PAGE EXCERPT>
---------------

He stated: “No news ever comes to me and because I do not like it, I distort it. I broadcast the news as I see it…During the impasse, when Yahya Jammeh refused to relinquish power I was the one they came to pick. The then minister of Information – he is alive – Sheriff Bojang.

They picked me up from my house in Brusubi at night. They told me to go and read the text of Yahya Jammeh’s statement on the television and radio. That day I was at the television till 2am. Sheriff Bojang was sitting, I did the translation till it ended.

He told me ‘If the big man hears this, he will like it’. While I was reading it, between me Allah and His Messenger, I was greatly perturbed because I knew it was going to create a big problem; a problem that would transcend The Gambia’s frontiers.

I knew the words I was reading had dire connotations and could inimically affect the state. But [the government] knew I would deliver and deliver I did to the extent that when Sheriff Bojang was returning me to my house, he gave me D1,000…”

Refutal
In his reaction, Mr Bojang himself a veteran journalist and the proprietor of The Standard newspaper said: “On the night of 25 October 2016, at about 8.30pm I was summoned to the Office of the President by then secretary to the cabinet, Mrs Adama Ngum-Njie at the behest of President Jammeh to read a statement he had prepared on the television.

It was about his decision to remove the country from the International Criminal Court.

After I broadcast it in English, translations followed in the Gambian languages. On my way home, the president called to register his dissatisfaction with the translation in Mandinka.

So I had to go back and together with the TV programmes director Baboucarr Senghore we decided to summon Mr Barrow to come and redo it.

He came and after a couple of takes, we were satisfied. I personally drove him back to his home as it was about 11pm and gave him D1,000 for his troubles.

“I had at no time ever summoned him or anyone to go on the radio or TV to announce that President Jammeh would not give up power.

The last time I saw or spoke with Mr Barrow was almost 75 days before the political impasse.

As a matter of fact, from the moment I knew definitively that President Jammeh had lost the election, I always encouraged him to accept the results and step down.

Both himself and Lady Zineb came before us and accepted the results as the decree of Allah and we gave him a standing ovation.

---------------

(Object position labeling entries)
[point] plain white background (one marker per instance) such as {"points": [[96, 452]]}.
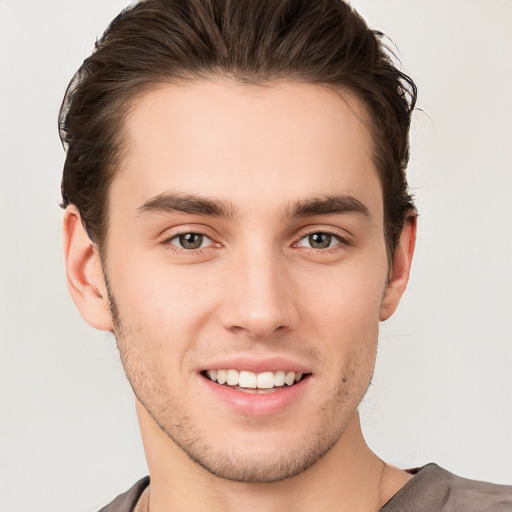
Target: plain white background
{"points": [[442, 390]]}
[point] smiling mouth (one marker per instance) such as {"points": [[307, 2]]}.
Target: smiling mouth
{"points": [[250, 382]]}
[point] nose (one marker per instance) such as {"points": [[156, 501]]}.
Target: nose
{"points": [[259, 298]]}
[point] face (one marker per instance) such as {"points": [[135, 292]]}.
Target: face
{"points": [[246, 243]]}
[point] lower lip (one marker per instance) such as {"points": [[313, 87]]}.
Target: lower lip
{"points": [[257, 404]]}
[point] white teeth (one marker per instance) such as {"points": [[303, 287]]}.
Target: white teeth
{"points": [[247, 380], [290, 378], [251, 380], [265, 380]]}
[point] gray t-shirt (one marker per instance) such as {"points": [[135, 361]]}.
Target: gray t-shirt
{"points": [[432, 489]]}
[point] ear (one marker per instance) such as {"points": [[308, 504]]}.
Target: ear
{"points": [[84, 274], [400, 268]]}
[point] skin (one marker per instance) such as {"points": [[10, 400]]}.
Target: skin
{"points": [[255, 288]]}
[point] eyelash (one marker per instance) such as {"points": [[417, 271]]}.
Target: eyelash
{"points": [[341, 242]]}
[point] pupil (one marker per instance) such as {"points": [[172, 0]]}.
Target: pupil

---------------

TASKS FOR THIS EXERCISE>
A - List every person named in the text about the Jammeh statement broadcast, each once, in order of first mention.
B - From the text about the Jammeh statement broadcast, write out the passage from "As a matter" to "a standing ovation.".

EXERCISE RESULTS>
A -
Yahya Jammeh
Sheriff Bojang
Adama Ngum-Njie
Baboucarr Senghore
Mr Barrow
Lady Zineb

B -
As a matter of fact, from the moment I knew definitively that President Jammeh had lost the election, I always encouraged him to accept the results and step down.

Both himself and Lady Zineb came before us and accepted the results as the decree of Allah and we gave him a standing ovation.